• TASK DIRECTIONS:
Retype the passage about proving the checker from "Part 4Verdict morning" to "been for days.", with no changes.

• TEXT EXCERPT:
────────
And the layer most people skip: prove the checker itself. A checker that never catches anything either means everyone complies, or the checker is blind, and from the outside the two are identical. The way to tell them apart is a positive control: feed it something you already know is bad. As it happened, we had a real task card sitting there missing its Acceptance line. No need to plant a fake. Just wait for the first morning sweep and see whether the checker catches it. We wrote about lying checkers in detail in our mutation testing post.
Part 4Verdict morning
The plan was to wait for the 07:30 round. But with everything staged, we did not feel like waiting for sunrise. At half past two in the morning of July 6 we started the exact production unit the timer would have called. The coa-migration card, still missing its Acceptance line, sat on the board where it had been for days.
Two minutes later the checker reported back, and the report looked great. It scanned all four cards on the board. It even escalated the coa-migration card to us for being stale past three days. Then it reached the Acceptance-line duty and wrote one short line: “no new delegation briefs this round, skipping”. The one card we already knew was bad sat inside that very report, unflagged.
The checker was not broken. It interpreted its duty the easiest way it could. The rule said to check briefs of cards that delegate subtasks, so it read that as “new briefs from this round”, found none, and skipped, which was perfectly reasonable under its own reading. The checker we built to catch loose interpretation failed its first test by interpreting loosely. Without the positive control, we would have read its silence as full compliance, and believed it for a long time.
The fallback was written down before we knew the result: if it loses, replace the layer with a mechanical check. So the same night produced one short script. Prove, verify, or confirm with no Acceptance line raises a flag, every run, no interpretation involved, and the flags ride the sweep's own post so nobody has to remember to look. On the next run, two flags came up: the coa card we were watching, and a second card we had never planted. This time there was nothing left to interpret. The flags were in the post from the first second. Which handed us the third lesson for free: a checker that relies on judgment is only proven for today. A mechanical one is proven once, and it holds every day after.
────────
• DATA SUPPLIED:

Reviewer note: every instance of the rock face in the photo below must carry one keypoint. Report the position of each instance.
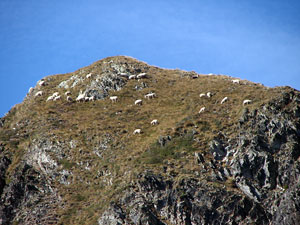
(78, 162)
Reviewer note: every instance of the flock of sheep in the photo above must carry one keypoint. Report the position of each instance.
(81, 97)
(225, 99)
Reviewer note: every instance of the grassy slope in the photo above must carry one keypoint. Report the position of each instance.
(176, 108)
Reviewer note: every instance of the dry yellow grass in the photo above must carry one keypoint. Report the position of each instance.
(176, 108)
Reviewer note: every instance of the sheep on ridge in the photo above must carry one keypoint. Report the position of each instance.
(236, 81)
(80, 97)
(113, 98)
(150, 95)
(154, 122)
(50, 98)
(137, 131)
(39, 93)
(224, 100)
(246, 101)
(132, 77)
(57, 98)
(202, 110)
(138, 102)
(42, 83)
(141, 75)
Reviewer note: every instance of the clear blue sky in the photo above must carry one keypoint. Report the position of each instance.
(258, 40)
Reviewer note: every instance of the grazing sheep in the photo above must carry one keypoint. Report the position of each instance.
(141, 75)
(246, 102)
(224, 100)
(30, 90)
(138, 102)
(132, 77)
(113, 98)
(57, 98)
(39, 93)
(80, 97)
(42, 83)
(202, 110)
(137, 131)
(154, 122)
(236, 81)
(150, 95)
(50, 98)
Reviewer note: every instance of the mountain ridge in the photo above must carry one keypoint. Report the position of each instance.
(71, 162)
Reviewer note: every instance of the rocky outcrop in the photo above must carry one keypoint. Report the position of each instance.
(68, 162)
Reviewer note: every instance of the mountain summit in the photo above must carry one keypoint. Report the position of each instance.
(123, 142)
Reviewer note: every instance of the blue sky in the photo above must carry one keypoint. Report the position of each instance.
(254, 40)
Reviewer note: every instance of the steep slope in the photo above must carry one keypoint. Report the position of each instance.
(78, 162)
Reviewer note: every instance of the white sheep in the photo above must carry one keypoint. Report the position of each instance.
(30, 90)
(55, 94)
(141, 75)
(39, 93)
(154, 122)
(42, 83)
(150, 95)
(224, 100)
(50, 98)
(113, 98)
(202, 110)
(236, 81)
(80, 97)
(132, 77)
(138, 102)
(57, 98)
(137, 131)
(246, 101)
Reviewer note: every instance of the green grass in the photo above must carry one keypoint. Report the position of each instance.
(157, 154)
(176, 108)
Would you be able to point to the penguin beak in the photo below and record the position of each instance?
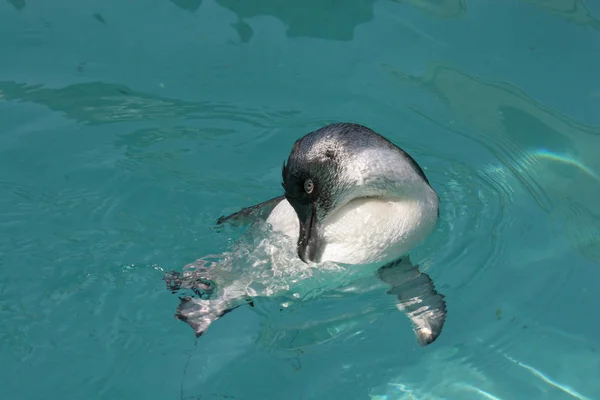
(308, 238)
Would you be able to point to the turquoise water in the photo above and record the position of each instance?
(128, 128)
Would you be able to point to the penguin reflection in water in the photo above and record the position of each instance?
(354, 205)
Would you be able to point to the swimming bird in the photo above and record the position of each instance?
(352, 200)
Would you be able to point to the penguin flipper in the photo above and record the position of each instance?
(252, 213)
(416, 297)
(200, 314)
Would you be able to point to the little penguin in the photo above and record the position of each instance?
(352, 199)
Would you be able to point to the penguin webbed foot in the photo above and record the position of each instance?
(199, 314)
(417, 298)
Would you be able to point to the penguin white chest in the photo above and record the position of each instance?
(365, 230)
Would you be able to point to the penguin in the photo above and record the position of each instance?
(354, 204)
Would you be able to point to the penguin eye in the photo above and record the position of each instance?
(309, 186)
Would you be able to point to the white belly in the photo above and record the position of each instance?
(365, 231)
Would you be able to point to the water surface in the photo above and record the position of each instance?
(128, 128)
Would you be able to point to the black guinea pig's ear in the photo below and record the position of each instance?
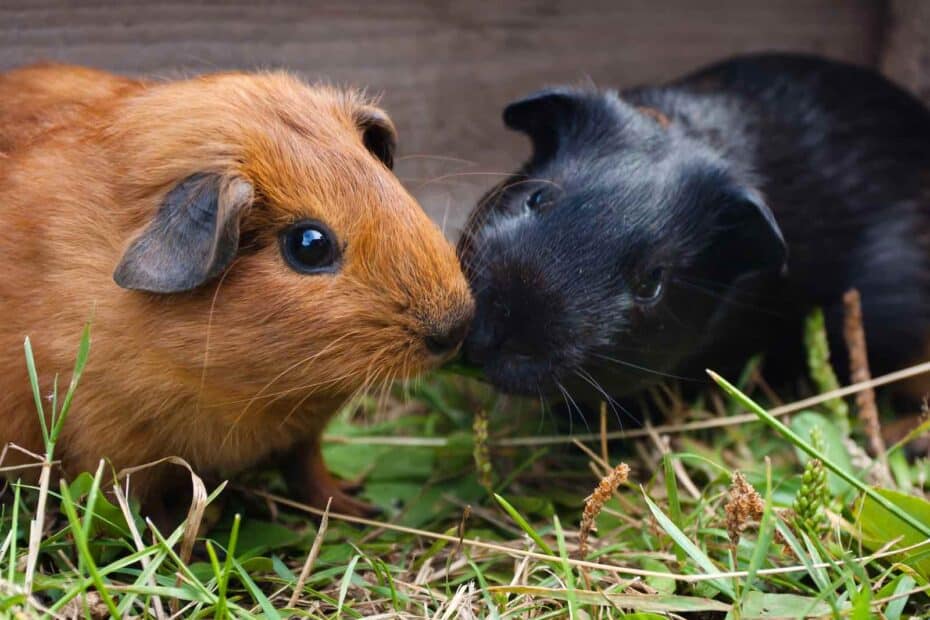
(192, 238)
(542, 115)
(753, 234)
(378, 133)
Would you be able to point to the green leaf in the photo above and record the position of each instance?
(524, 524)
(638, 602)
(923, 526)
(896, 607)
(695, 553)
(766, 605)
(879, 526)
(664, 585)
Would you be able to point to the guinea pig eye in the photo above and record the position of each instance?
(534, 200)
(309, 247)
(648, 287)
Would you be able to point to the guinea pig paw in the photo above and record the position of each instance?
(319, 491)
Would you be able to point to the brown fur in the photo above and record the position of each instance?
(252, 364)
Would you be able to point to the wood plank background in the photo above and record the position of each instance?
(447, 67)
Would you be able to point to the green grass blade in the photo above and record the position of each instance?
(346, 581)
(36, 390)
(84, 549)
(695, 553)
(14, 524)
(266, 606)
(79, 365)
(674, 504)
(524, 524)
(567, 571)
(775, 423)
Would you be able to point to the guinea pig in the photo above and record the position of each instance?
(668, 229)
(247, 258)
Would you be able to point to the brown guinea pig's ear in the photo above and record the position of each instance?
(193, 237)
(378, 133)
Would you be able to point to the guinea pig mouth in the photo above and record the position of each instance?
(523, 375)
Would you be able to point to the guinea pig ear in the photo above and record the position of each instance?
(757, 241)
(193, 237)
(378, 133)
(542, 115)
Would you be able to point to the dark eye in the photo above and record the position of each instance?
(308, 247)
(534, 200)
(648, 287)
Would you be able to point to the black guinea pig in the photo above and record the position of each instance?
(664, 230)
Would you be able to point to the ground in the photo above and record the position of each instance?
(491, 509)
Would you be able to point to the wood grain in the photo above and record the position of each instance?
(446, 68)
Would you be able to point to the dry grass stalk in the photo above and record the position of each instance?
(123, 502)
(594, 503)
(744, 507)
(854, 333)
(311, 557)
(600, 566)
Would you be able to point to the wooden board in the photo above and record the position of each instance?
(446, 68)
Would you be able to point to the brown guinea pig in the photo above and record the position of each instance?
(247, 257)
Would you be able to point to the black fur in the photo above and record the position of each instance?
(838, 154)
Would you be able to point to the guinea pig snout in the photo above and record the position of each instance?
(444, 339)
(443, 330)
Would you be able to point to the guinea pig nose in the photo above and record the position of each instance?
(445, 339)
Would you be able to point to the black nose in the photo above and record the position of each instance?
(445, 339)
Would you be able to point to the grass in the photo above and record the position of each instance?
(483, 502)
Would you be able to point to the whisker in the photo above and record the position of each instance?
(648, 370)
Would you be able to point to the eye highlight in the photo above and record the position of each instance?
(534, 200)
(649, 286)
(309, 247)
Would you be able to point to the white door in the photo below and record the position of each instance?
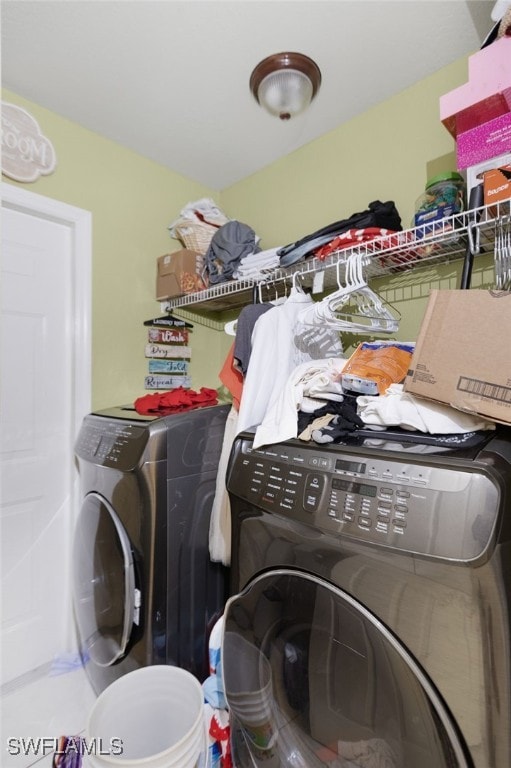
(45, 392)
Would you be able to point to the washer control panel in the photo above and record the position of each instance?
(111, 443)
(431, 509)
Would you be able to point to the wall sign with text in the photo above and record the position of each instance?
────────
• COMPLETED TASK:
Part 4Verdict morning
The plan was to wait for the 07:30 round. But with everything staged, we did not feel like waiting for sunrise. At half past two in the morning of July 6 we started the exact production unit the timer would have called. The coa-migration card, still missing its Acceptance line, sat on the board where it had been for days.